- _Goal of the exercise_: Repeat exactly every line that comes at or after the line containing "Target: cat's eye", through the end of the entries below.

-=-=-=-=-

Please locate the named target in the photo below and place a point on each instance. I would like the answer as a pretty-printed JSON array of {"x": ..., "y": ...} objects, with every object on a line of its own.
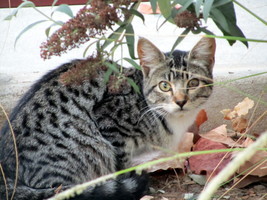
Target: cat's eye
[
  {"x": 193, "y": 83},
  {"x": 165, "y": 86}
]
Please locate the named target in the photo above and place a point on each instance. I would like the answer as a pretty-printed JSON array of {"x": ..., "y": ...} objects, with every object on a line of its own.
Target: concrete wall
[{"x": 21, "y": 66}]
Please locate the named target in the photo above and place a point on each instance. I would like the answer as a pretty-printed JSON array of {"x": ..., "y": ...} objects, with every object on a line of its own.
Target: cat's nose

-=-=-=-=-

- _Reply to the task_:
Target: cat's eye
[
  {"x": 193, "y": 83},
  {"x": 165, "y": 86}
]
Please locate the named target in the photo above and place a point on each instance. I would like the answer as a pretty-printed JSON array of {"x": ..., "y": ...} objects, with every object on a line of its own.
Target: concrete wall
[{"x": 21, "y": 66}]
Please locate the named target in the photo above and place a point on each instance. I would like the answer as a pretty-printed JSON array of {"x": ..., "y": ...} objects, with every object on a line of its own.
Target: cat's nose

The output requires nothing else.